【きちルポ】何兎を追うのが最適解?マルチタスクのあり方について考察した②
▼ タスクをマルチ化しすぎると?
前回のコラムではマルチタスクをテーマにしたが、ようは何事もやりすぎは良くないというところに話は落ち着く。そしてこれは最近僕に起こったど真ん中の体験と見事に合致する。
8月の下旬、日本からドイツへ戻った僕は、デュッセルドルフとケルンを中心に5日間、その後オランダのデンハーグを拠点に3日間、グラスルーツサッカー指導者研修のアテンドとして回っていたわけだ。この業務だけで相当の仕事量だし、気をつけなければならないことが山積みだ。
ドイツにいる間はそれこそ参加者の皆さんが少しでも実り多き研修となるようにと気を配り続けていたし、スケジュールが少しでも円滑に進むように絶えず様々な情報を処理しながらアテンドをしていた。
で、オランダに渡ると僕のほかに倉本和昌さんが加わってくれる。
そのことで僕はかなり安心したし、多くは倉本さんにお任せして僕はサポートとしての役割をというところへ気持ちを落ち着けていた。
でもどうやら、ここでの脳内調整が僕の中で少しうまくいっていなかったのかもしれない。
オランダ2日目のアムステルダムではアヤックスのホームスタジアムであるヨハン・クライフアレーナをみんなで回り、お昼ご飯を一緒に取った後、それぞれフリータイムをとることに。

▸ 作業内容:
A. マルチタスクについてのコラムから、「前回のコラムではマルチタスク」から「ていなかったのかもしれない。」までの部分を一字も変えずに書き写すこと。
B. マルチタスクについてのコラムの続きを、最後に示された文の後から書き足すこと。

▸ 保存された行:
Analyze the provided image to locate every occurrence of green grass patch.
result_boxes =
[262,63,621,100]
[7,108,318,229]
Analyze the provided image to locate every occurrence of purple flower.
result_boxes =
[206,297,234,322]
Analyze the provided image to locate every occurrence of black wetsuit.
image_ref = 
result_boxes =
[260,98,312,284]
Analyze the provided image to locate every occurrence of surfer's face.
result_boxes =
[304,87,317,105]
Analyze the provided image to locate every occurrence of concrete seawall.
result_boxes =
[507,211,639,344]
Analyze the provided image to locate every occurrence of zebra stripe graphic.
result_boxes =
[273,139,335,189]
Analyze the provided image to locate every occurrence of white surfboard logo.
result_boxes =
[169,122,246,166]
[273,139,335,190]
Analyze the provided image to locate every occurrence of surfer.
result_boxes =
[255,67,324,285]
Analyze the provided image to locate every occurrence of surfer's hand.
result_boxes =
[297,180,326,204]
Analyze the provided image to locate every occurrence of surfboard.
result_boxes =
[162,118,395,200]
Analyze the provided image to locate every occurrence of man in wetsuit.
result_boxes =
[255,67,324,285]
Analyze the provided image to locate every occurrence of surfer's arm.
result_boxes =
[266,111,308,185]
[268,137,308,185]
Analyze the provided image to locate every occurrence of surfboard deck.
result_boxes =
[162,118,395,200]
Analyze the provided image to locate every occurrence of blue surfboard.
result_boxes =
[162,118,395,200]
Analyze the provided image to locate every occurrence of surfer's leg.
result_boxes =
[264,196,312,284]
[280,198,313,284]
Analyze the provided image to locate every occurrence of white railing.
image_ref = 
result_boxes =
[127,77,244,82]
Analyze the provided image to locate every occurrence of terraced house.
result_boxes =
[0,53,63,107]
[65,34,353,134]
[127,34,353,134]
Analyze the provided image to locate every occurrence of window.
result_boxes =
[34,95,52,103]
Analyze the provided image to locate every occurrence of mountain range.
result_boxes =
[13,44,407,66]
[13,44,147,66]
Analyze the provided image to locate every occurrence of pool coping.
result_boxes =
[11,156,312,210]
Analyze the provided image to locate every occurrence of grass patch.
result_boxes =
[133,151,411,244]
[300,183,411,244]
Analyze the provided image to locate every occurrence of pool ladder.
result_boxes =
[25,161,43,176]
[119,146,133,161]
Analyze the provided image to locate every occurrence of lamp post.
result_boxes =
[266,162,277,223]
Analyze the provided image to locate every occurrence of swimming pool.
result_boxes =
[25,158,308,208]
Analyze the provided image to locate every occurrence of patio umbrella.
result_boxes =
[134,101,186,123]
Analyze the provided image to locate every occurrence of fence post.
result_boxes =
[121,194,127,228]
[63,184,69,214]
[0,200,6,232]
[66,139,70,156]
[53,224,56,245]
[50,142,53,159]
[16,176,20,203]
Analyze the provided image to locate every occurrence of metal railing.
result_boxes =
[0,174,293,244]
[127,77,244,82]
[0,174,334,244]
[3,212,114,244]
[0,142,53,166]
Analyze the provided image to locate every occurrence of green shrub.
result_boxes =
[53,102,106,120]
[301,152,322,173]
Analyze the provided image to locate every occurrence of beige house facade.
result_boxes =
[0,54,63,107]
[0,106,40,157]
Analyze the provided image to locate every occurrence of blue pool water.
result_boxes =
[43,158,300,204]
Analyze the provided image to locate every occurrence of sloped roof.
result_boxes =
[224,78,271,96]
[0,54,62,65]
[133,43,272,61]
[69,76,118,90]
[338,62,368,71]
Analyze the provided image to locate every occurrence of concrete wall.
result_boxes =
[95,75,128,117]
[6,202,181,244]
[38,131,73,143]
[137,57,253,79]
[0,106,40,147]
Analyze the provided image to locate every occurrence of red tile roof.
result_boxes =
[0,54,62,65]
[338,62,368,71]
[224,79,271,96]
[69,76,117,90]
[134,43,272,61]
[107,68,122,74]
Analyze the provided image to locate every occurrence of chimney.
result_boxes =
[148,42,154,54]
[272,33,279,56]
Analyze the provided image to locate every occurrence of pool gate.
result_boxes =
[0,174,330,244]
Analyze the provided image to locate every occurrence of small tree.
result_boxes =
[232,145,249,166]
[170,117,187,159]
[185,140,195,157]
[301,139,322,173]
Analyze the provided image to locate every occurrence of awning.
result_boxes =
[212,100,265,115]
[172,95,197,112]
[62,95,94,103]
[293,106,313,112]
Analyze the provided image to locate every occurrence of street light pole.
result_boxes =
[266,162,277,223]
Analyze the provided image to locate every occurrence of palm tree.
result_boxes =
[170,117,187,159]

▸ 作業結果:
A.
前回のコラムではマルチタスクをテーマにしたが、ようは何事もやりすぎは良くないというところに話は落ち着く。そしてこれは最近僕に起こったど真ん中の体験と見事に合致する。
8月の下旬、日本からドイツへ戻った僕は、デュッセルドルフとケルンを中心に5日間、その後オランダのデンハーグを拠点に3日間、グラスルーツサッカー指導者研修のアテンドとして回っていたわけだ。この業務だけで相当の仕事量だし、気をつけなければならないことが山積みだ。
ドイツにいる間はそれこそ参加者の皆さんが少しでも実り多き研修となるようにと気を配り続けていたし、スケジュールが少しでも円滑に進むように絶えず様々な情報を処理しながらアテンドをしていた。
で、オランダに渡ると僕のほかに倉本和昌さんが加わってくれる。
そのことで僕はかなり安心したし、多くは倉本さんにお任せして僕はサポートとしての役割をというところへ気持ちを落ち着けていた。
でもどうやら、ここでの脳内調整が僕の中で少しうまくいっていなかったのかもしれない。

B.
僕はそろそろ再始動する所属クラブ・ホッホドルフの準備やスケジュールの調整、直前に迫った確定申告といった事務作業に加え、8月お休み状態だった執筆を再開するために、街中のカフェでパソコンを開いてお仕事をしていた。かなり集中してはかどりを見せたことでちょっとウキウキ状態にもなっていたかも。
夕方、みんなとアムステルダム中央駅で合流し、オランダ2部リーグのAZアルクマールU23の試合観戦に地下鉄とバスを乗り継いで向かっていた。優雅な風景が流れる中、バスは目的の停留所につく、まさにその瞬間だ。
「あれ、僕のかばんは?」
パソコンを入れていたバックが姿を消していたのだ。
慌てて探すけど置いてあったはずの場所にも、ひょっとしたらここかもというところにも、どこにもない。くまなく探したけどバスの中には見当たらない。
とりあえず一度バスを降り、記憶をさかのぼる。誰かが「カフェに忘れたんじゃ?」「カバン持ってなかった気がしますよ」というふうに言っていたので、まずは僕は先ほど仕事をしていたカフェに戻り、同時にバス会社の落とし物届けセンターへ問い合わせることにした。試合観戦に向かうみなさんを笑顔で見送ったつもりだけど、間違いなく引きつっていたことだろう。
あぅ、やってもうた…。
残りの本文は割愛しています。